● **To be done**
1: Write out the passage of the container-capping patent from "6. A beverage" up to and including "of the capper.".
2: List the numbers of every claim in the container-capping patent that refers directly back to claim 1.
3: Proceed with the container-capping patent from the point where it stops.

● **Text**

============================================================

Method and device for capping containers with container caps

Abstract

A device for capping a container with a container cap, for example in a beverage filling plant, includes an isolator for providing a defined atmosphere in the interior thereof; a capper for capping a container with a container cap, which capper is arranged in the isolator; and a cap production device for producing container caps from a hot melt, for example a plastics melt. The cap production device is arranged outside the isolator, and is interconnected with the isolator or is connected to the isolator via a cap transport tunnel in order to feed produced container caps to the capper.

Claims

1. A device for capping a container with a container cap comprising: an isolator configured to provide a controlled atmosphere in an interior of the isolator; a capper disposed in the isolator and configured to cap the container with the container cap; a cap production device: disposed outside of the isolator, interconnected with the isolator or connected to the isolator via a cap transport tunnel; and configured to produce container caps from a melt and to feed produced container caps to the capper; and a device configured to sterilize the cap production device with a sterilizing gas comprising one or more nozzles configured to direct a gas stream of the sterilizing gas to at least a section of the cap production device, and further configured to contact the cap production device with the sterilizing gas during production of the container caps.

2. The device of claim 1, wherein the device configured to sterilize the cap production device is further configured to provide hydrogen peroxide (H.sub.2O.sub.2) at a concentration of from 100 ppm to 200 ppm.

3. The device of claim 1, further comprising a filler disposed in the isolator and configured to fill the container with a filling product.

4. The device of claim 1, wherein the cap production device comprises a carousel-type machine.

5. The device of claim 1, wherein the at least a section of the cap production device comprises a cap shaping unit.

6. A beverage bottling plant comprising: a filler configured to fill containers with a beverage; and the device of claim 1.

7. The beverage bottling plant of claim 6, wherein the filler is disposed in the isolator.

8. The beverage bottling plant of claim 6, wherein a pitch of the cap production device corresponds to a pitch of the capper.

============================================================

[Collected data]
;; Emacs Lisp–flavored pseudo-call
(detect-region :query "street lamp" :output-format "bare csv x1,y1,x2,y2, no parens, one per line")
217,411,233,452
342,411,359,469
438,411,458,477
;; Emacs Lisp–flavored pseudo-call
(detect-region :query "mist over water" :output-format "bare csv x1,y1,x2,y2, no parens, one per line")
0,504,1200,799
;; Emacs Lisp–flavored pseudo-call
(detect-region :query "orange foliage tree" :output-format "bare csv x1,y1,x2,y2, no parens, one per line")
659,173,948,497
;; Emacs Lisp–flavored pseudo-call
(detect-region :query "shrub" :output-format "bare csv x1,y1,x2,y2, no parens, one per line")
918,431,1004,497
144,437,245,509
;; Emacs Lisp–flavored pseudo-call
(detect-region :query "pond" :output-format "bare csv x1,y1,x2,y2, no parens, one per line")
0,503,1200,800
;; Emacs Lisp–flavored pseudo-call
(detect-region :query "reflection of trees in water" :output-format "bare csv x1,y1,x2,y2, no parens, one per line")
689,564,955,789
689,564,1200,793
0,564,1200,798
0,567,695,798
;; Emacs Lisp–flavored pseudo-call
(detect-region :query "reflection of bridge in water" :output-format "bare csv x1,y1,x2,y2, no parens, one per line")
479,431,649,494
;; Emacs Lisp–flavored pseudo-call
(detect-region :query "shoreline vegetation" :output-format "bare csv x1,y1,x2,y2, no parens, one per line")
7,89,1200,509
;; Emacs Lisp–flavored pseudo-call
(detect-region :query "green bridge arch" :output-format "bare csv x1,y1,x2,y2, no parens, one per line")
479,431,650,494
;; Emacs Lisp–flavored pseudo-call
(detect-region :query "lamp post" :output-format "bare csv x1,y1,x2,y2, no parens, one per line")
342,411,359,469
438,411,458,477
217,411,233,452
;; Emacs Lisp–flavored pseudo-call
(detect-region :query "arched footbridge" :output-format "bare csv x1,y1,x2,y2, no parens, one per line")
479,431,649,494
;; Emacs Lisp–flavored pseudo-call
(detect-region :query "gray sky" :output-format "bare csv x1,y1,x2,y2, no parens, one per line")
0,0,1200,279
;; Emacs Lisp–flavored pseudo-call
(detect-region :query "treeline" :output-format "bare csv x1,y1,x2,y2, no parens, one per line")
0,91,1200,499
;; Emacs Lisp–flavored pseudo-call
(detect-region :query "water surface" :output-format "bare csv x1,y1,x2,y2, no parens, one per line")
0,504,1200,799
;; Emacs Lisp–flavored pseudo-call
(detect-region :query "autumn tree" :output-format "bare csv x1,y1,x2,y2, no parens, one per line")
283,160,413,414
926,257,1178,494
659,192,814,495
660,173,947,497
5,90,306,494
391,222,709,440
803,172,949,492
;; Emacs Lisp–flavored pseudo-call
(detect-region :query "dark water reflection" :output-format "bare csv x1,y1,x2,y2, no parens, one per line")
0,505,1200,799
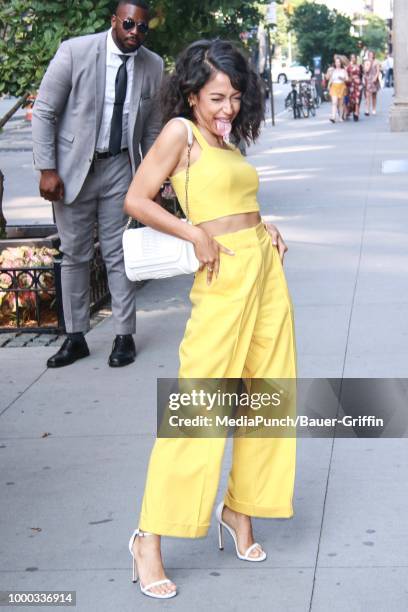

============================================================

● **Answers to the exercises**
1:
6. A beverage bottling plant comprising: a filler configured to fill containers with a beverage; and the device of claim 1.

7. The beverage bottling plant of claim 6, wherein the filler is disposed in the isolator.

8. The beverage bottling plant of claim 6, wherein a pitch of the cap production device corresponds to a pitch of the capper.

2: 2, 3, 4, 5, 6

3:
9. A method for capping a container with a container cap, comprising: generating a controlled atmosphere in an interior of an isolator; producing, in a cap production device, container caps from a melt, wherein the cap production device is disposed outside the isolator, and is interconnected with the isolator or connected to the isolator via a cap transport tunnel; sterilizing the cap production device, via one or more nozzles configured to direct a gas stream of a sterilizing gas to at least a section of the cap production device, by contacting at least one part of the cap production device with the sterilizing gas, wherein the at least one part of the cap production device is contacted with the sterilizing gas during production of the container caps; and transporting the container caps to a capper disposed in the isolator.

10. The method of claim 9, wherein the sterilizing gas comprises hydrogen peroxide (H.sub.2O.sub.2).

11. The method of claim 10, further comprising providing the H.sub.2O.sub.2 at a concentration of 100 ppm to 200 ppm.

12. The method of claim 9, wherein the produced container caps are transported to the capper without passing through a sorting system and/or a device configured to sterilize the produced container caps.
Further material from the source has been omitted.